**Page extract:**

————————

A copy of the letter was sent out by Citizens for a Pro-Business Delaware, a group  pushing an agenda that includes more diversity on the high court. Chief Justice Leo Strine is stepping down, a move that will create a vacancy.

The group’s actions have come under attack from State Bar Association President William Brady, who claims that the group is a front for disgruntled litigant Philip Shawe who remains upset with Chancery Court over the battle for the translation services firm.

The group drew the ire of the Bar when it launched attack adds against Chancellor Andre Bouchard.  

September 26, 2019

The Honorable John Carney 
Governor of the State of Delaware 
Carvel State Office Building 
820 N. French Street, 12th Floor 
Wilmington, DE 19801

Re: Appointment to the Delaware Supreme Court 

Dear Governor Carney:

On behalf of the Multicultural Judges & Lawyers Section of the Delaware State Bar Association, the South Asian Bar Association of Delaware, the Delaware Hispanic Bar Association, and the Delaware Barristers Association, we urge you to consider racial and ethnic diversity when making the next appointment to the Delaware Supreme Court. Specifically, we strongly encourage you to take diversity into account when considering the composition of the Delaware Supreme Court. 

The mission of our respective organizations is, in part, to support the interests of attorneys, judges and members of the community from diverse ethnic backgrounds. We are dedicated to cultivating and improving diversity in the legal field. Advocating for increased diversity and inclusion strategies within our profession, including those that affect our highest court, is, collectively, one of our highest priorities. 

As we are sure you know, a diverse bench is important for maintaining public trust and confidence in the judiciary and our elected officials. We acknowledge that Delaware’s Supreme Court has made strides with respect to diversity related to gender, socio-economic background, political affiliation, and practice areas. We must note, however, that since its inception in the State Constitution of 1792, the Delaware Supreme Court has never included a person of color. The minority population of our state is approximately 38%f, making Delaware one of the most racially diverse states in the country. Yet, our highest Court fails to reflect the diversity of the communities it serves, as well as the individuals and businesses that appear before it.

————————

**Dataset excerpts:**

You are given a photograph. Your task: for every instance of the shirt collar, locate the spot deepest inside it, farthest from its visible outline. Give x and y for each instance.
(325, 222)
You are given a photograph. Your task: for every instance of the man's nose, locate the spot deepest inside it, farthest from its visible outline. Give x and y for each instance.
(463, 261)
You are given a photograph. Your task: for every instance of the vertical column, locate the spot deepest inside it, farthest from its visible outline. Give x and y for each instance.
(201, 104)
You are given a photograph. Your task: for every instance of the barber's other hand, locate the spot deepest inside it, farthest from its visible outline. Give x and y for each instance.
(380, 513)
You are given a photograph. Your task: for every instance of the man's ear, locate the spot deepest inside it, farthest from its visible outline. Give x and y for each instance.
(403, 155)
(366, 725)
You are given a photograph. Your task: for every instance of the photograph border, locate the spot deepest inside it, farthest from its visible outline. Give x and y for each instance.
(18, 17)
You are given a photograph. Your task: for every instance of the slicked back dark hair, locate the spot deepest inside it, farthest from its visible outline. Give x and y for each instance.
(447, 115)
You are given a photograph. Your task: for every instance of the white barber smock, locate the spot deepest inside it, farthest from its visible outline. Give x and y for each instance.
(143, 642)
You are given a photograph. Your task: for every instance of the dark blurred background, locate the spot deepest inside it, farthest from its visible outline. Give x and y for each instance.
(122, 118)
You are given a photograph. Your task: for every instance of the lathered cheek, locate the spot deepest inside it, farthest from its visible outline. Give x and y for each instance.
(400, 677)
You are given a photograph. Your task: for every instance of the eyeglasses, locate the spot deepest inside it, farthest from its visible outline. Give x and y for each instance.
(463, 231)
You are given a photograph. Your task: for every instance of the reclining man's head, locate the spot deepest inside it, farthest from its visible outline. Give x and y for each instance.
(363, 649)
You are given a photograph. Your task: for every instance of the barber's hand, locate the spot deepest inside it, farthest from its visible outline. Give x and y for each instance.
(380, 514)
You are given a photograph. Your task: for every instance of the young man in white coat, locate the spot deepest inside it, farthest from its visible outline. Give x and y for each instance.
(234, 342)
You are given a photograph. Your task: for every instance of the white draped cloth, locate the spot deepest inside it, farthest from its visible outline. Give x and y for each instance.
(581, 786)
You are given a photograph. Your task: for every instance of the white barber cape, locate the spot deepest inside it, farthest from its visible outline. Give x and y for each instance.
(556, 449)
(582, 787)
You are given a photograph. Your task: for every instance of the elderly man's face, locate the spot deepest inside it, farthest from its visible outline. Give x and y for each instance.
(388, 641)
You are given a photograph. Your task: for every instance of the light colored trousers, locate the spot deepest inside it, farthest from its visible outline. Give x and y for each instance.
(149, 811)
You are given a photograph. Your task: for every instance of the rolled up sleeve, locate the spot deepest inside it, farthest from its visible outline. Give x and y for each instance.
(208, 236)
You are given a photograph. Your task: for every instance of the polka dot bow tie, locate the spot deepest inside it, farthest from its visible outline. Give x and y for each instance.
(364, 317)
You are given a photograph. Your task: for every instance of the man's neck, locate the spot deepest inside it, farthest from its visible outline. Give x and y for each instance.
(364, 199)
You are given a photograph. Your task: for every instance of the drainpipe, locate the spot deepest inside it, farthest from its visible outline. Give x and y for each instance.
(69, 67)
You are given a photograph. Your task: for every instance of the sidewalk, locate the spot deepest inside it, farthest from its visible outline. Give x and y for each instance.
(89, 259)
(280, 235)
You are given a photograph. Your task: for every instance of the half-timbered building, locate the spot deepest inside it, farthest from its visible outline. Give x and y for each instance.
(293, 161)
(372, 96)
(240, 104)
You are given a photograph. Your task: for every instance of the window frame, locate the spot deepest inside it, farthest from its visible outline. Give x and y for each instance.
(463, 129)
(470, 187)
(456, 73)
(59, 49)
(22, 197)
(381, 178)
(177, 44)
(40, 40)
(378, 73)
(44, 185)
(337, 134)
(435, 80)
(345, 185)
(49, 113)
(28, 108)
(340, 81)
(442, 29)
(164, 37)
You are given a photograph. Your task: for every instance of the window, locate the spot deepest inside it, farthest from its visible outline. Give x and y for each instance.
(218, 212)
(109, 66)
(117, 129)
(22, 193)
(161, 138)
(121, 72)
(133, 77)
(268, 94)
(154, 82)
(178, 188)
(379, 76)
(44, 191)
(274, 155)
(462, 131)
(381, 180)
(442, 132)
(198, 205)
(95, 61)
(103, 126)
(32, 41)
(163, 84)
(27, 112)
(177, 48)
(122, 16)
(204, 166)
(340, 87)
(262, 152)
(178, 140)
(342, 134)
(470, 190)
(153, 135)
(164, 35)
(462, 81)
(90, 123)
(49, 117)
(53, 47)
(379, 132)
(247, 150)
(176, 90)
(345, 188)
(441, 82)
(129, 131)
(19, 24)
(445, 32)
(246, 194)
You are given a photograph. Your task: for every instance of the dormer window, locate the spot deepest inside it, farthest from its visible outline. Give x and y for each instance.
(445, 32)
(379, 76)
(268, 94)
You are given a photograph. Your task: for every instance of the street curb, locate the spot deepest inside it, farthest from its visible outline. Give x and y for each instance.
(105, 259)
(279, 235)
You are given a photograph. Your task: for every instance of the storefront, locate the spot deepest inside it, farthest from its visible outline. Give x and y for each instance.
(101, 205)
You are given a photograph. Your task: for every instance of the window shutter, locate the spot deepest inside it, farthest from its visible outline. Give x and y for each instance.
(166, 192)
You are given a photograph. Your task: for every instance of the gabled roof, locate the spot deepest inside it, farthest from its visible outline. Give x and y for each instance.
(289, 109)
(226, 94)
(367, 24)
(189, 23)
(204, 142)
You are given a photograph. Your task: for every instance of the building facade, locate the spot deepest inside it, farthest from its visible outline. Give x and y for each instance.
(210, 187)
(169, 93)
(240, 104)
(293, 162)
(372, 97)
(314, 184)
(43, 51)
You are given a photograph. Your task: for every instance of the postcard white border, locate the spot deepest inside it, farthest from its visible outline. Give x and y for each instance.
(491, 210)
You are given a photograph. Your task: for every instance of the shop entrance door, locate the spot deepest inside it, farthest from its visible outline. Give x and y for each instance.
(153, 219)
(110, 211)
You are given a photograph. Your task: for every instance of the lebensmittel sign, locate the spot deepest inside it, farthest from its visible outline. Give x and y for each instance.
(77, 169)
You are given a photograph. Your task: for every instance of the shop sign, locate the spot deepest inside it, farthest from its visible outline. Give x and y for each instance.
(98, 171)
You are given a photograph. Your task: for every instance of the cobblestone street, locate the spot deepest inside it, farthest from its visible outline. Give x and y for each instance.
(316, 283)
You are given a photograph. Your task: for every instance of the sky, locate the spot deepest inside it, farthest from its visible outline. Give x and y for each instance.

————————

Decide whether each statement agrees with the Delaware Supreme Court extract. Answer yes or no for each, and quote the words from the extract that decide it.
1. The letter to Governor Carney is dated September 26, 2019.
2. The Delaware Supreme Court has included a person of color at some point since 1792.
3. William Brady leads the State Bar Association.

1. Yes: "September 26, 2019"
2. No: "since its inception in the State Constitution of 1792, the Delaware Supreme Court has never included a person of color"
3. Yes: "State Bar Association President William Brady"